(CHALLENGE) Write out all of the entries exactly as given.

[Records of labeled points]
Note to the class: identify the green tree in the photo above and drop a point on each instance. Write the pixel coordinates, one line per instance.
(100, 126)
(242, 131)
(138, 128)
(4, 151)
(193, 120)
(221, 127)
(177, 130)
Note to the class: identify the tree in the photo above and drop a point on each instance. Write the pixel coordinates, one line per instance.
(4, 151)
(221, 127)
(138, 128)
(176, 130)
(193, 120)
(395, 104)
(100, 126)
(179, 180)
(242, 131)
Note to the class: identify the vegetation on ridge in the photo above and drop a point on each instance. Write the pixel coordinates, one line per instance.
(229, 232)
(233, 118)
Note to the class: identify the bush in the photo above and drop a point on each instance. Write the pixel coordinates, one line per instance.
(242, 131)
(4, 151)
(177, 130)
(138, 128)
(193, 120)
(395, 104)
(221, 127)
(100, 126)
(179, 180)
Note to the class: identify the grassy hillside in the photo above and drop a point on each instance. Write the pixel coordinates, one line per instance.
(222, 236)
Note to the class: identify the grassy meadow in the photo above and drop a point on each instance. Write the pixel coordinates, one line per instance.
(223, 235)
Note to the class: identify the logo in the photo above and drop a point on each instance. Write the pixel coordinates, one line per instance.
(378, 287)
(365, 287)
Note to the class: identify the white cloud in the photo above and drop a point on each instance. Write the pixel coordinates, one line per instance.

(ANSWER TO THE TASK)
Note to the class: identify the green tree in the photo above and drop a point on each instance. Write the pixel coordinates, one line per instance.
(100, 126)
(242, 131)
(138, 128)
(4, 151)
(193, 120)
(221, 127)
(177, 130)
Note to the class: identify the tree in the photo above and drop a point on each instance. Write the pixel coordinates, one line per instance.
(4, 151)
(221, 127)
(138, 128)
(176, 130)
(193, 120)
(395, 104)
(100, 126)
(179, 180)
(242, 131)
Note to the class: identify the vegetation on ridge in the photo above and drop a point on each instance. Write the pixel coordinates, one line per instance.
(229, 232)
(233, 118)
Note to the class: identify the bush in the photo above and drop a point on each instance. Write the pixel coordinates, one line per instance.
(242, 131)
(4, 151)
(177, 130)
(138, 128)
(193, 120)
(395, 104)
(221, 127)
(100, 126)
(179, 180)
Note to the class: identify the grassy hillside in the photo above and drop a point on each instance. Write the pixel coordinates, one line per instance.
(222, 236)
Note to the class: identify the grassy meadow in the photo above and drop a point on each instance. Write the pixel coordinates, one line per instance.
(223, 235)
Note to the class: identify the logo in the photo above and drop a point on each instance. Write the pixel coordinates, one line per instance.
(378, 287)
(365, 287)
Note to the class: identify the white cloud in the photo above and drop a point on each instance. Write the pixel coordinates, one line per instance.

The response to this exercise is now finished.